Using the listing below, retype exactly the lines starting at the one with "Outlines of the pale" and ending at the one with "Please trace the outline of every instance of the red", and include both.

-- Entries shown follows --

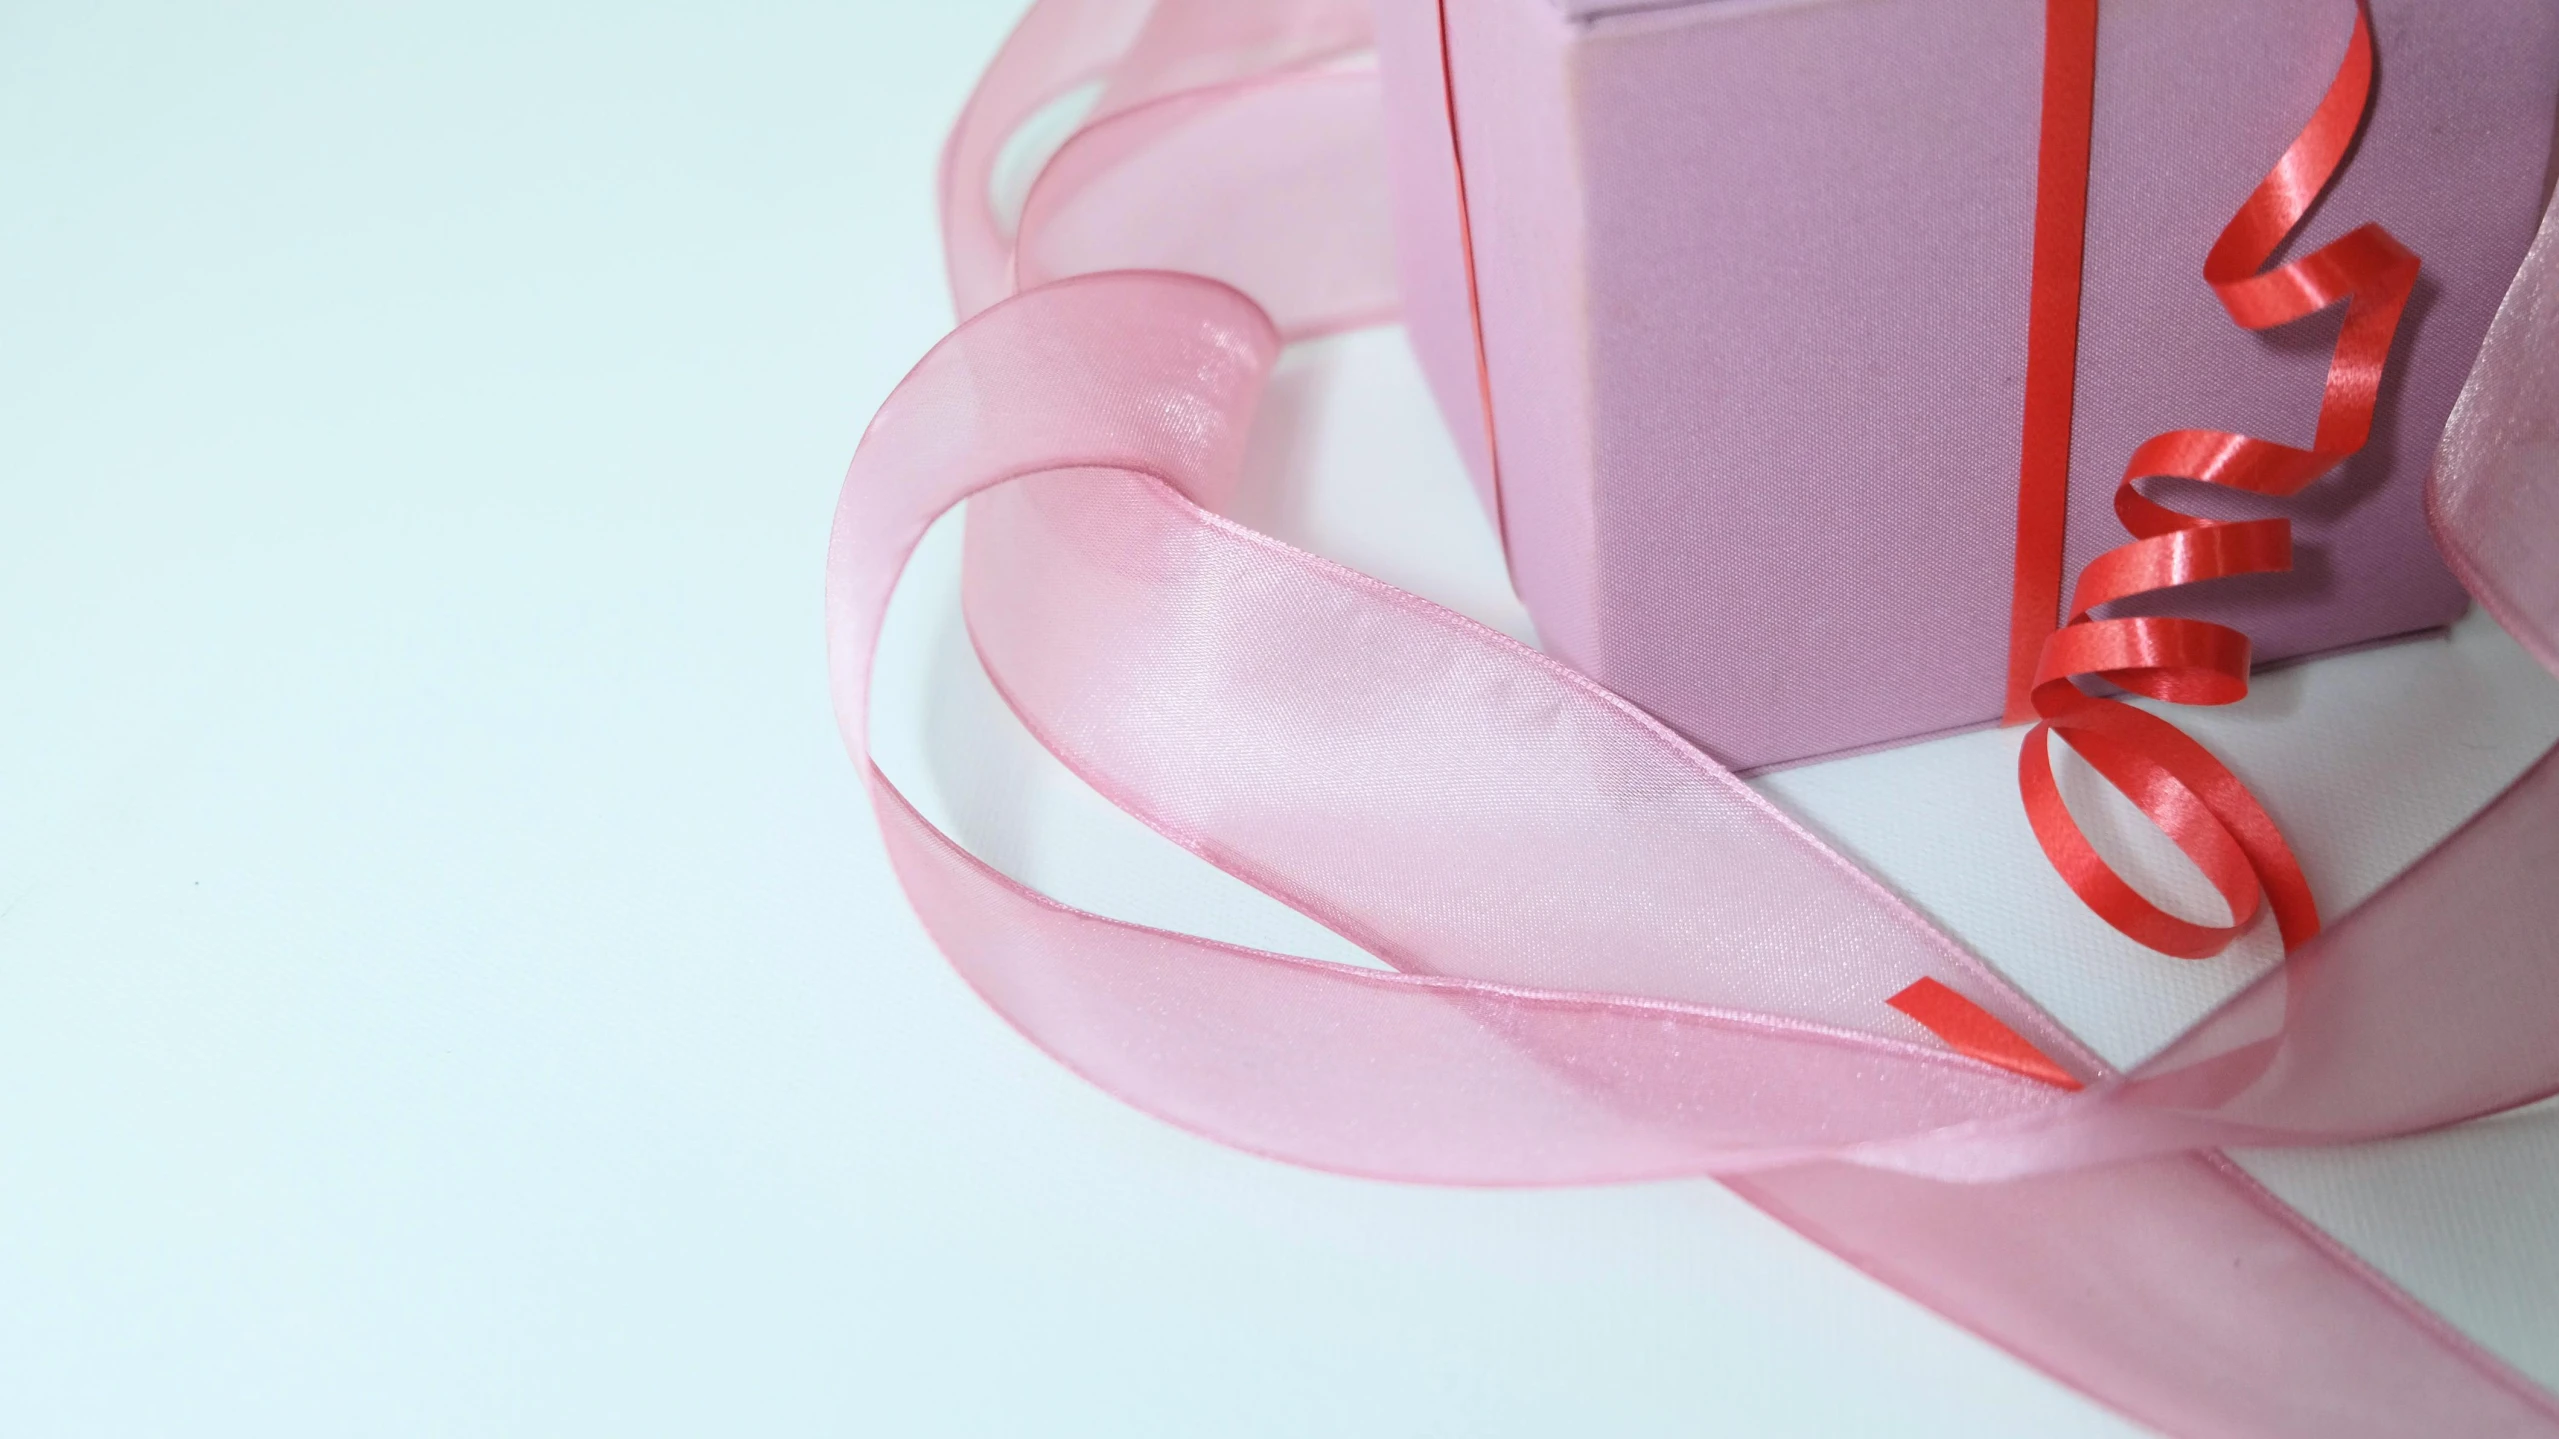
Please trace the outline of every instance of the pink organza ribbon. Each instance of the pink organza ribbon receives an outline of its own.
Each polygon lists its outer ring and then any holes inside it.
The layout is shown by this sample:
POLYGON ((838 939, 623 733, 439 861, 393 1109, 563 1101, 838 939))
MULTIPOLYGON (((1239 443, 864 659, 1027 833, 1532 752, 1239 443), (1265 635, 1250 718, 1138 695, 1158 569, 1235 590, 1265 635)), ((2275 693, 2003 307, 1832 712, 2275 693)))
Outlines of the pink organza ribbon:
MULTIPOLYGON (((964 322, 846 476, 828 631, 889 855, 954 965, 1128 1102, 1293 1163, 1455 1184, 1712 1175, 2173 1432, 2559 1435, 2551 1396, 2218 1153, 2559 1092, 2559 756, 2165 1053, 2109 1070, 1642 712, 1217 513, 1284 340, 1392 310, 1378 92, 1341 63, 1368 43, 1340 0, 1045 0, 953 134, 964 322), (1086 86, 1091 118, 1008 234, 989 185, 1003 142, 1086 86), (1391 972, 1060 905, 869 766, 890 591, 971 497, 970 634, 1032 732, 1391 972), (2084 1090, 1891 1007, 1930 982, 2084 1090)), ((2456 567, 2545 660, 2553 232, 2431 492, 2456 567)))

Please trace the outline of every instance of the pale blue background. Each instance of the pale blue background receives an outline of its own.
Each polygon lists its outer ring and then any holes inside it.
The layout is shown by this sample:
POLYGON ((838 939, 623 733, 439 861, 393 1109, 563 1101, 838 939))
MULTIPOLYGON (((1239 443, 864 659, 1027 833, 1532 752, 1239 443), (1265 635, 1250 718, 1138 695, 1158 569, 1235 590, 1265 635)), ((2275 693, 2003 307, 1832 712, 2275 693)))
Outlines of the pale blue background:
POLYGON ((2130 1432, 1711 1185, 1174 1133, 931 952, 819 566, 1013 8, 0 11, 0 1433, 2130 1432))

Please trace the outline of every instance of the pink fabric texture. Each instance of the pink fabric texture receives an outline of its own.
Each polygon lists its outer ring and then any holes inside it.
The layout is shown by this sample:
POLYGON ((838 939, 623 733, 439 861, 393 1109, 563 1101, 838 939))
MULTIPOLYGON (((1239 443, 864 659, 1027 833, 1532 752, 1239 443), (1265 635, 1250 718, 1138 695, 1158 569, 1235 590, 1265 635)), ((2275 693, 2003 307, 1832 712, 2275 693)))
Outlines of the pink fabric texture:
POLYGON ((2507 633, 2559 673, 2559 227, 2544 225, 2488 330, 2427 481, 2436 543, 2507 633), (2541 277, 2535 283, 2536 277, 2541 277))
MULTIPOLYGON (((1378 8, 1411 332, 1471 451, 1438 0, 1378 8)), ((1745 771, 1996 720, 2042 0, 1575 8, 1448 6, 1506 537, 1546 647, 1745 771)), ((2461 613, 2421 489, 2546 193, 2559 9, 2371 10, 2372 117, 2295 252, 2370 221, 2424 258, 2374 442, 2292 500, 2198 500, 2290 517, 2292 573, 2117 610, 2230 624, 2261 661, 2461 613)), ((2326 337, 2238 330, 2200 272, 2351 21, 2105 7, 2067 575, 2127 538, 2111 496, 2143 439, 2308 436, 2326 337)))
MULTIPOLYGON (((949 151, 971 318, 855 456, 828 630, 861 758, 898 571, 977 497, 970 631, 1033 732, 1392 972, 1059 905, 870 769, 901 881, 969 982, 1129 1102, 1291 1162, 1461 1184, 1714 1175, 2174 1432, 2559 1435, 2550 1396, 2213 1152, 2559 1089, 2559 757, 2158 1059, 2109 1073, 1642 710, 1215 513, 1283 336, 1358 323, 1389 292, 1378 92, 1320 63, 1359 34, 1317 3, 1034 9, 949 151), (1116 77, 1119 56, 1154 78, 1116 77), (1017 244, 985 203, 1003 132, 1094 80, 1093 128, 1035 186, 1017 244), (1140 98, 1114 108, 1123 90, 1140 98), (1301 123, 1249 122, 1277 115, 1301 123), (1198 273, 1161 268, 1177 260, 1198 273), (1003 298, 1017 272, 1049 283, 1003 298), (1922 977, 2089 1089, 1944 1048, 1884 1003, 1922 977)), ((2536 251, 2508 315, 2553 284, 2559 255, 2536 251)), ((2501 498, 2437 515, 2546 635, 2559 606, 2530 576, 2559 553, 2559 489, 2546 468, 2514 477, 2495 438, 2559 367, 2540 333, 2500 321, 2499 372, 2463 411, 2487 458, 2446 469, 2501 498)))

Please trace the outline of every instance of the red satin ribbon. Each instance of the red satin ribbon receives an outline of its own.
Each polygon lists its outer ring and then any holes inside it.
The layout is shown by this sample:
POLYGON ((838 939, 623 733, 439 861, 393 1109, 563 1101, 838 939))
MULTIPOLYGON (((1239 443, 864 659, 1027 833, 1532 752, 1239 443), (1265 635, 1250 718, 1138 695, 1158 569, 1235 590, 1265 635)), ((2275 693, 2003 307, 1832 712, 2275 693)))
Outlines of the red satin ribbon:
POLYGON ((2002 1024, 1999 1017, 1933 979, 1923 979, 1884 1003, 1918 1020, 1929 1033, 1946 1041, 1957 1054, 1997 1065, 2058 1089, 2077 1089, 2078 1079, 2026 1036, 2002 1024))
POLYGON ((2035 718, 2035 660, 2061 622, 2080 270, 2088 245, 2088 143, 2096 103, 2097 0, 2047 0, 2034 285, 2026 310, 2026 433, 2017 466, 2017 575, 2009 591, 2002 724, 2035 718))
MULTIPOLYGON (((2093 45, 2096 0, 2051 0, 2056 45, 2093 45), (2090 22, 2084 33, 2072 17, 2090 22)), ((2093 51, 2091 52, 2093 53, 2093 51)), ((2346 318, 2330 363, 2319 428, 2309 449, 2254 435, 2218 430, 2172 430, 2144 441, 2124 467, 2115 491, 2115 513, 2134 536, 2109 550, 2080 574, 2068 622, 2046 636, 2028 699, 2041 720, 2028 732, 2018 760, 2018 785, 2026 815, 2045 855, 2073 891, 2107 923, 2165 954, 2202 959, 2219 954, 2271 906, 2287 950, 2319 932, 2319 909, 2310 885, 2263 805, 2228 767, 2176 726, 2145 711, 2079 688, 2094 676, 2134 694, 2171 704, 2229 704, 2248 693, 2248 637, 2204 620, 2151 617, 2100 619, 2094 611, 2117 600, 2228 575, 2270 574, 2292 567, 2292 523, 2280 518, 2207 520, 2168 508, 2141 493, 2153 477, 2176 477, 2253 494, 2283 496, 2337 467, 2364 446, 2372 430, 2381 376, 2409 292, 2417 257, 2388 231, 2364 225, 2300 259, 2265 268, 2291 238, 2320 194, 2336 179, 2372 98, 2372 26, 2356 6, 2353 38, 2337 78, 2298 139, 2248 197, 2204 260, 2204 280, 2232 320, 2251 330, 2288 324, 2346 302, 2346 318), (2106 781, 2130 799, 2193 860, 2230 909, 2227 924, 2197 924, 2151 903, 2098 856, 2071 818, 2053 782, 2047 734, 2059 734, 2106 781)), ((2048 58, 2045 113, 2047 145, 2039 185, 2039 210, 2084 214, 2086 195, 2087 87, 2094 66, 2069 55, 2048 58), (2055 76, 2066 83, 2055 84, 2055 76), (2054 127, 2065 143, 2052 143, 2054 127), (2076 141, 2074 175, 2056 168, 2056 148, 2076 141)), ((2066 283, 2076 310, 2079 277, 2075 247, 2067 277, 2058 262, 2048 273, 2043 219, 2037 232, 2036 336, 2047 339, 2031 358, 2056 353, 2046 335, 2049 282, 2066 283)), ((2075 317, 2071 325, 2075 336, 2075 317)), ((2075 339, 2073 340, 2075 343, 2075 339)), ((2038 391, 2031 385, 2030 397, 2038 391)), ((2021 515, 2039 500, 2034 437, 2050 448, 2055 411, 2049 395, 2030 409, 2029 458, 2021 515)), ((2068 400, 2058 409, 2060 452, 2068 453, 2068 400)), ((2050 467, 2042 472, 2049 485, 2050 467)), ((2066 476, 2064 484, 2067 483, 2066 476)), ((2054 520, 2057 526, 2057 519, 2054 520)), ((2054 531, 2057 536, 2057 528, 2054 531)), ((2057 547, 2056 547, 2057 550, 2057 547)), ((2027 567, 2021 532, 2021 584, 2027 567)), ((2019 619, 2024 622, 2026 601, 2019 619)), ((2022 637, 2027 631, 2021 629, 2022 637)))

-- Entries shown concluded --

- _Answer box_
Outlines of the pale blue background:
POLYGON ((2130 1432, 1711 1185, 1174 1133, 931 952, 819 566, 1013 8, 0 11, 0 1433, 2130 1432))

Please trace the outline of every instance of the pink fabric texture. Each instance of the pink fabric texture receives an outline of its own.
Each polygon lists its outer ring and then any holes inside it.
The layout is shown by this sample:
POLYGON ((838 939, 623 733, 439 861, 393 1109, 563 1101, 838 939))
MULTIPOLYGON (((1239 443, 864 659, 1027 833, 1532 752, 1239 443), (1265 635, 1250 718, 1138 695, 1158 569, 1235 590, 1265 635)), ((2275 693, 2003 307, 1832 712, 2275 693)))
Outlines of the pink fabric texture:
POLYGON ((2507 633, 2559 673, 2559 227, 2544 225, 2488 330, 2427 481, 2436 543, 2507 633), (2541 277, 2535 283, 2536 277, 2541 277))
MULTIPOLYGON (((1378 8, 1411 332, 1471 451, 1438 0, 1378 8)), ((1745 771, 1996 720, 2042 0, 1575 8, 1448 6, 1506 537, 1546 647, 1745 771)), ((2461 613, 2421 489, 2546 193, 2559 9, 2371 10, 2372 117, 2295 252, 2370 221, 2424 258, 2374 442, 2292 500, 2198 500, 2290 517, 2292 573, 2117 610, 2230 624, 2261 661, 2461 613)), ((2326 337, 2238 330, 2200 272, 2351 21, 2105 7, 2067 575, 2127 538, 2111 496, 2143 439, 2308 436, 2326 337)))
MULTIPOLYGON (((949 151, 971 318, 855 456, 828 630, 861 758, 898 571, 977 497, 970 631, 1033 732, 1392 972, 1059 905, 870 769, 901 881, 969 982, 1129 1102, 1291 1162, 1461 1184, 1714 1175, 2174 1432, 2559 1435, 2550 1396, 2213 1152, 2559 1089, 2559 757, 2158 1059, 2109 1073, 1642 710, 1215 513, 1283 336, 1358 323, 1389 292, 1378 92, 1320 63, 1359 34, 1317 3, 1034 9, 949 151), (1116 77, 1119 56, 1154 78, 1116 77), (1017 244, 985 203, 1003 132, 1094 80, 1093 128, 1035 186, 1017 244), (1140 98, 1114 108, 1123 90, 1140 98), (1301 123, 1249 122, 1277 115, 1301 123), (1198 273, 1161 268, 1177 260, 1198 273), (1003 298, 1017 272, 1049 283, 1003 298), (1922 977, 2089 1089, 1944 1048, 1884 1003, 1922 977)), ((2536 251, 2508 315, 2553 284, 2559 255, 2536 251)), ((2501 498, 2437 515, 2546 635, 2559 606, 2530 576, 2559 553, 2559 489, 2546 468, 2514 477, 2495 438, 2559 367, 2540 333, 2500 321, 2499 372, 2463 411, 2487 458, 2446 469, 2501 498)))

Please trace the outline of every instance of the red satin ribbon. Each instance of the red satin ribbon receives an outline of its own.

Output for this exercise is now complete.